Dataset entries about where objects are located
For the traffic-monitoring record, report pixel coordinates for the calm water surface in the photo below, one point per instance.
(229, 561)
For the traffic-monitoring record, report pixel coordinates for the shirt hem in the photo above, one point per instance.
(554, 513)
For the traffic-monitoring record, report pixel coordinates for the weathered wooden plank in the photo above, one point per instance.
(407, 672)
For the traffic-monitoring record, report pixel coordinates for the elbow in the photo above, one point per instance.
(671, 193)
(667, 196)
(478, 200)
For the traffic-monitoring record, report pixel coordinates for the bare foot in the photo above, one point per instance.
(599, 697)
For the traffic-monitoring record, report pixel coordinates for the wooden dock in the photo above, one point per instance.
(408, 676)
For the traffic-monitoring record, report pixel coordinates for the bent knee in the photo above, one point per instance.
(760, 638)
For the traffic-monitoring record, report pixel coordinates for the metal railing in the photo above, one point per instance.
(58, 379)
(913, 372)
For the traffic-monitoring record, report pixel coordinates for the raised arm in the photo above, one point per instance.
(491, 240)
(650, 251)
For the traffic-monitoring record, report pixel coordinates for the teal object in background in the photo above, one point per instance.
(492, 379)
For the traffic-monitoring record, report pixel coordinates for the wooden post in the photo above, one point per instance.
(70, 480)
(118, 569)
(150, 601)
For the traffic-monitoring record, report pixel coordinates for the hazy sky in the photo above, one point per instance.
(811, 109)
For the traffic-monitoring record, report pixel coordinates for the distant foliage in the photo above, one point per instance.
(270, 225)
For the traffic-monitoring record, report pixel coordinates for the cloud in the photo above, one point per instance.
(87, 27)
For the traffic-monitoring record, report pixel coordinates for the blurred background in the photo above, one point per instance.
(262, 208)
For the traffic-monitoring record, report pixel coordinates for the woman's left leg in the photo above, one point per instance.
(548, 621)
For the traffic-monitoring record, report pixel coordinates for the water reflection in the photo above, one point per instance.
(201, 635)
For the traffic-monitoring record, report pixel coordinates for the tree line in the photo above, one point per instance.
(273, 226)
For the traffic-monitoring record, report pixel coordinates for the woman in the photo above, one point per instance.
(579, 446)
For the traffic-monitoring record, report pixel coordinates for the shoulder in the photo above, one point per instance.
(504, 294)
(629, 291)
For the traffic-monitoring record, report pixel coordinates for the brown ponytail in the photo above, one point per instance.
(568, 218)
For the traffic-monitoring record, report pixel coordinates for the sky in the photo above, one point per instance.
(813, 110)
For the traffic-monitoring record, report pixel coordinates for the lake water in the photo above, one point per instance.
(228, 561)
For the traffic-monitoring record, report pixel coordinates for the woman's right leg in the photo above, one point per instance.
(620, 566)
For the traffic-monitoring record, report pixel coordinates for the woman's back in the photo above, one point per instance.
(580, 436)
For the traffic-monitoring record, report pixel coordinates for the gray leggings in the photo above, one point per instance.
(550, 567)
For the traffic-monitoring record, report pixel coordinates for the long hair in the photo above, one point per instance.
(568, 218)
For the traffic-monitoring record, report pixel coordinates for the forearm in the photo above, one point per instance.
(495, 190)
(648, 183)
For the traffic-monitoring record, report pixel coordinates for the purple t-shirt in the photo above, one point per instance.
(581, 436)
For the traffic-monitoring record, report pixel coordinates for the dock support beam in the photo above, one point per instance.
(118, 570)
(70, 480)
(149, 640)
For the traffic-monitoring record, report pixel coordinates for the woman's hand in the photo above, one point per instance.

- Task prompt:
Can you copy all the entries above word for word, from first to last?

- Complete answer:
For the traffic-monitoring record, report pixel coordinates for the calm water surface in the photo below, one point per instance.
(229, 561)
For the traffic-monitoring record, report pixel coordinates for the shirt hem in the photo above, one point per instance.
(554, 513)
For the traffic-monitoring record, report pixel coordinates for the weathered wooden plank in the photo above, one point per instance.
(407, 672)
For the traffic-monitoring record, report pixel coordinates for the elbow in the photo above, one point per instance.
(671, 193)
(667, 196)
(478, 200)
For the traffic-monitoring record, report pixel coordinates for the bare foot in the photo above, one point per instance.
(599, 697)
For the traffic-monitoring record, report pixel coordinates for the wooden dock in the photo above, one point per instance.
(408, 676)
For the traffic-monitoring record, report pixel coordinates for the bent knee in the photo above, one point per instance.
(760, 638)
For the traffic-monitoring record, report pixel coordinates for the metal railing in the photo above, one point per instance.
(58, 379)
(913, 372)
For the traffic-monitoring record, report pixel coordinates for the raised arm in the photo above, one point per instance.
(491, 240)
(650, 251)
For the traffic-monitoring record, report pixel coordinates for the teal object in background in the photo above, one point per instance.
(492, 379)
For the traffic-monitoring record, report pixel coordinates for the wooden post in the photo above, one point per instance.
(70, 480)
(118, 569)
(150, 601)
For the traffic-monitoring record, report pixel coordinates for the hazy sky in the photo above, one point per instance.
(811, 109)
For the traffic-monitoring record, report pixel coordinates for the distant foliage in the photo above, one point per instance.
(270, 225)
For the traffic-monitoring record, report pixel coordinates for the cloud in the photo above, one point per instance.
(87, 27)
For the traffic-monitoring record, report pixel coordinates for the blurred background in the photo above, one point per instance.
(262, 208)
For the traffic-monitoring record, report pixel coordinates for the woman's left leg in the photo above, one point per instance.
(548, 621)
For the traffic-monitoring record, report pixel coordinates for the water reflection in the photo above, one point per instance.
(201, 635)
For the traffic-monitoring record, report pixel coordinates for the tree line in the photo above, one point per instance.
(273, 226)
For the traffic-monitoring record, report pixel coordinates for the woman in the photo above, one point per instance.
(579, 446)
For the traffic-monitoring record, report pixel coordinates for the shoulder in the photo above, one point per instance.
(504, 294)
(629, 291)
For the traffic-monitoring record, report pixel coordinates for the brown ponytail in the photo above, one point per instance.
(568, 218)
For the traffic-monitoring record, report pixel coordinates for the sky in the photo above, one point per instance.
(813, 110)
For the traffic-monitoring record, report pixel coordinates for the lake water in the photo above, one point per instance.
(228, 561)
For the traffic-monitoring record, report pixel coordinates for the woman's right leg in the photo above, one point per instance.
(620, 566)
For the traffic-monitoring record, report pixel coordinates for the woman's back in the photo above, one point per instance.
(580, 436)
For the traffic-monitoring record, report pixel coordinates for the gray leggings in the photo above, one point per instance.
(550, 567)
For the traffic-monitoring record, report pixel coordinates for the long hair in the photo above, one point per instance.
(568, 218)
For the traffic-monitoring record, report pixel coordinates for the forearm in the photo above, one point per instance.
(495, 190)
(648, 183)
For the traffic-monitoring record, report pixel coordinates for the purple t-shirt in the photo above, one point per instance.
(581, 436)
For the traffic-monitoring record, report pixel coordinates for the dock support beam in the photo above, one point per instance.
(118, 570)
(70, 480)
(149, 640)
For the traffic-monitoring record, report pixel coordinates for the woman's hand in the photo above, one point per instance.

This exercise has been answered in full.